>>>>

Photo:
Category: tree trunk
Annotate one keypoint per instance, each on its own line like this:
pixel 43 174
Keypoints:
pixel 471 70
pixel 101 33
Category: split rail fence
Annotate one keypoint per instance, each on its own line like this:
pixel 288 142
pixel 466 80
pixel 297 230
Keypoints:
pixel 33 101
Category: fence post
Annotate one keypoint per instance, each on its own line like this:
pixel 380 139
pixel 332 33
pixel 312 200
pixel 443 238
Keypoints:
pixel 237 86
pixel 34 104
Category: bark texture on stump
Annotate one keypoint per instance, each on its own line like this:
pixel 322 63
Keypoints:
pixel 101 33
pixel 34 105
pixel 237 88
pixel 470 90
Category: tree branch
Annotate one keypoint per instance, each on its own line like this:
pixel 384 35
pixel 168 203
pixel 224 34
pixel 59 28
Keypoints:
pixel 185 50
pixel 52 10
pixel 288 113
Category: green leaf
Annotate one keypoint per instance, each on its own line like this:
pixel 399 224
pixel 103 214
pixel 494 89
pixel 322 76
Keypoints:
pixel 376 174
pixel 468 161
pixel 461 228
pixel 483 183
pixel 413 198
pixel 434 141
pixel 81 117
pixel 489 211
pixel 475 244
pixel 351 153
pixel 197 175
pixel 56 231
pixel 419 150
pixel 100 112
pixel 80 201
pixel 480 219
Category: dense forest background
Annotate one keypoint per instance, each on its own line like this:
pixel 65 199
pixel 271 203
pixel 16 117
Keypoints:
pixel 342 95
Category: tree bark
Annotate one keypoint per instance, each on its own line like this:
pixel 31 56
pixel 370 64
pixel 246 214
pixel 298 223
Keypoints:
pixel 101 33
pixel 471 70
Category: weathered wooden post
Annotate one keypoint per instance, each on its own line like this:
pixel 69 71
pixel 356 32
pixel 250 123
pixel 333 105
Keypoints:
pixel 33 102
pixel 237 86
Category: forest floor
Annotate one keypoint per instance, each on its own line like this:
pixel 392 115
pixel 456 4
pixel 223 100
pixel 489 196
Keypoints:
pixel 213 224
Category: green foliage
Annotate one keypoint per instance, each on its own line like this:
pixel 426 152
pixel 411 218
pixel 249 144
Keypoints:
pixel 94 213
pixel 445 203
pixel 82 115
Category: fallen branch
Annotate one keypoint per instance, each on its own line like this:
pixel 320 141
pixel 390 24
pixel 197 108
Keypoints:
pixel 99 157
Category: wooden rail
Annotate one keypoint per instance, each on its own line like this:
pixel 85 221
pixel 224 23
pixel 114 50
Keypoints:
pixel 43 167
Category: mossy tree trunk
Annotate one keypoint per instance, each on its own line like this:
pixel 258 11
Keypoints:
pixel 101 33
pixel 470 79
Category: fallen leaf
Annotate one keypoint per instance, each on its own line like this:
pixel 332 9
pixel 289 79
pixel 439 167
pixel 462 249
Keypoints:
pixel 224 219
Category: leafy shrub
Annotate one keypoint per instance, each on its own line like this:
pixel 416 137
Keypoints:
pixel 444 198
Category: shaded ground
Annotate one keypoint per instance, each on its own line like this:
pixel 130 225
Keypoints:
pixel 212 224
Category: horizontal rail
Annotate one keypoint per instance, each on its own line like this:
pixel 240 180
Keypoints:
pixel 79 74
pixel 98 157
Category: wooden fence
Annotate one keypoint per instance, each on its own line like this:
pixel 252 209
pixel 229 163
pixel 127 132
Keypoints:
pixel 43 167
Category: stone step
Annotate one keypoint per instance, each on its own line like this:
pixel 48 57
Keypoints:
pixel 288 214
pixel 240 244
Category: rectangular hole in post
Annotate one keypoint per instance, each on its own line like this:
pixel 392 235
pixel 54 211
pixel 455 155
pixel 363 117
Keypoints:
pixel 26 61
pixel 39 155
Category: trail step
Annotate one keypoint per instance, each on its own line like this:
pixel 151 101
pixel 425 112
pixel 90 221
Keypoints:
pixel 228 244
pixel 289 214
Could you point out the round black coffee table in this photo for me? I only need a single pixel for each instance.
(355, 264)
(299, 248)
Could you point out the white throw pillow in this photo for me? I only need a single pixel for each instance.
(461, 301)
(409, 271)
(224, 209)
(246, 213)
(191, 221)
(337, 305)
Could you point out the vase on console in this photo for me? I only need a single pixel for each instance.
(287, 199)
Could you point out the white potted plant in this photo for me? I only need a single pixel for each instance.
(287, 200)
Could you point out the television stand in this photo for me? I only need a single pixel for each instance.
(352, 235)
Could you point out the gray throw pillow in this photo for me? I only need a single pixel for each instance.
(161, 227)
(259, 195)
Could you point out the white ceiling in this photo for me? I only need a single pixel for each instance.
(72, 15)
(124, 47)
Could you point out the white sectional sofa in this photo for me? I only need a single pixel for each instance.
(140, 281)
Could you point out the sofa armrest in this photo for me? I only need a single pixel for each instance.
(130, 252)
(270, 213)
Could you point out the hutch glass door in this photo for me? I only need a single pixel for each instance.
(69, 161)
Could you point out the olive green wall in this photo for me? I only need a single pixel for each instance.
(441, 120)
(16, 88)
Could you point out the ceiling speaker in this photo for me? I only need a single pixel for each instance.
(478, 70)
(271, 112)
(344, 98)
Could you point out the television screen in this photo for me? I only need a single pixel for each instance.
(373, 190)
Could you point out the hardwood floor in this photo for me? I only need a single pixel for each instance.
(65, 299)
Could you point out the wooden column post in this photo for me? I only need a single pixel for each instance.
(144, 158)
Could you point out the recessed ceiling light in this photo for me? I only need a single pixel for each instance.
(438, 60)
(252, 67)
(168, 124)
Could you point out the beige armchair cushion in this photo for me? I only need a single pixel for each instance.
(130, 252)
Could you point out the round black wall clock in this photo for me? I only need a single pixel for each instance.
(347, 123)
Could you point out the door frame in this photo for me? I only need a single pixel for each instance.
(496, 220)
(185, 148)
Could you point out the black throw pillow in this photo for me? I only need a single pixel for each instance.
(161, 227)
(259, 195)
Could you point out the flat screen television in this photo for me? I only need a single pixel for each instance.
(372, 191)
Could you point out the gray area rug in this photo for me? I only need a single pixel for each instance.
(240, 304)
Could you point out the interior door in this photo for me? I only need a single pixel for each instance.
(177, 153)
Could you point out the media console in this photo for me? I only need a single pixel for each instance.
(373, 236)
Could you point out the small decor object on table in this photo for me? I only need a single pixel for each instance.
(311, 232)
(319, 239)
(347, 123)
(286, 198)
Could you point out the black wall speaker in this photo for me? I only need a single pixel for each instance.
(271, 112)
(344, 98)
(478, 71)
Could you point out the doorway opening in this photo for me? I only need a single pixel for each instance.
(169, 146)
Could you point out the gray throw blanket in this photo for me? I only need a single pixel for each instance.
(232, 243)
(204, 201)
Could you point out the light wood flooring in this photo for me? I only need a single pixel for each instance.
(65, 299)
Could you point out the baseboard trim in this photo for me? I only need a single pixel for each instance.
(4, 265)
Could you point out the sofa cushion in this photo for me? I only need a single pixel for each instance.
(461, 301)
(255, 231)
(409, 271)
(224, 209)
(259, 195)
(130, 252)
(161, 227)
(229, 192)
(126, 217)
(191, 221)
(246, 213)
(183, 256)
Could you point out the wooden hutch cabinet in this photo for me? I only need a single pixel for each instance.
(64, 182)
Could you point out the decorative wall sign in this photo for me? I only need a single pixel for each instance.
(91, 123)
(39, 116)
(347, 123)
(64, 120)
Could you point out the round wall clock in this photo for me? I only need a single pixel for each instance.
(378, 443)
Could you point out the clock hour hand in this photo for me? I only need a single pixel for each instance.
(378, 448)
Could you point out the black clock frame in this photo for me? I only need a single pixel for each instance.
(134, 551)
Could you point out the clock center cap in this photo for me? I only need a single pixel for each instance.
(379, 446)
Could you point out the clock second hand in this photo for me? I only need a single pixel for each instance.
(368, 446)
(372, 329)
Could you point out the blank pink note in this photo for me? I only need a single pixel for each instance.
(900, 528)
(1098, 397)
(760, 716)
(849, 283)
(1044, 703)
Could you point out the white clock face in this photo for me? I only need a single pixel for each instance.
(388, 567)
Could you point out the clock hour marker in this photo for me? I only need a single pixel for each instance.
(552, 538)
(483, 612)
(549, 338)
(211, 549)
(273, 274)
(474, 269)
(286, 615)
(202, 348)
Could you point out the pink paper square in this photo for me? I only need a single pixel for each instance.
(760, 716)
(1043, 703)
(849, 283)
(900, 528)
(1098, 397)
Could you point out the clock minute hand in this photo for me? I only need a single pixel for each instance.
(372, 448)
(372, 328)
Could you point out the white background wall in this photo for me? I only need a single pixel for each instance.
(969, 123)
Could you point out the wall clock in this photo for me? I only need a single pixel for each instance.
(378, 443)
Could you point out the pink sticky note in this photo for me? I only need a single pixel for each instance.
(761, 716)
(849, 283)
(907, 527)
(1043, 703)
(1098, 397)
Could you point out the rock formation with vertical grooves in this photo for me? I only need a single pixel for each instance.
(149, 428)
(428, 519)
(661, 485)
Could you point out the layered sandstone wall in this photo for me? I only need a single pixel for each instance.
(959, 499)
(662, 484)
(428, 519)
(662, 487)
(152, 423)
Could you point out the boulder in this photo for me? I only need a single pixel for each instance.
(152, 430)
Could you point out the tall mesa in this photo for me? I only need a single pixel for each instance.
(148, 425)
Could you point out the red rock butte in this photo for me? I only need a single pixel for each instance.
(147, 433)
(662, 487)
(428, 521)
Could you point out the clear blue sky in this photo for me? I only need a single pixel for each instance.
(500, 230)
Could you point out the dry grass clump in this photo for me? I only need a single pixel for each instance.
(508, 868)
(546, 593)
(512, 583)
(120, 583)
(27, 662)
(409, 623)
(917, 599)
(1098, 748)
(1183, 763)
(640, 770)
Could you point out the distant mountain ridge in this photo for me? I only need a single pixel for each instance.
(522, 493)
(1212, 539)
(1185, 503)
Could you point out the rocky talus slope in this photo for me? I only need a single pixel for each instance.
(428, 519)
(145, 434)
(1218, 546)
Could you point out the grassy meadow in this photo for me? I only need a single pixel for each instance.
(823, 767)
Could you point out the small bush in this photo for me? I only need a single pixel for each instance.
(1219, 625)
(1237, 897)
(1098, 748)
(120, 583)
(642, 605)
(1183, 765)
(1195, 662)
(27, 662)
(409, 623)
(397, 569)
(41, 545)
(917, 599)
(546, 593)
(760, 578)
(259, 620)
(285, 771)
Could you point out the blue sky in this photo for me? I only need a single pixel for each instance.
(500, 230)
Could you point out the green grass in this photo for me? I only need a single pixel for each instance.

<<<<

### What needs to be done
Take from the listing every line in which the word "step" appears.

### Finished exercise
Category: stone step
Category: trail step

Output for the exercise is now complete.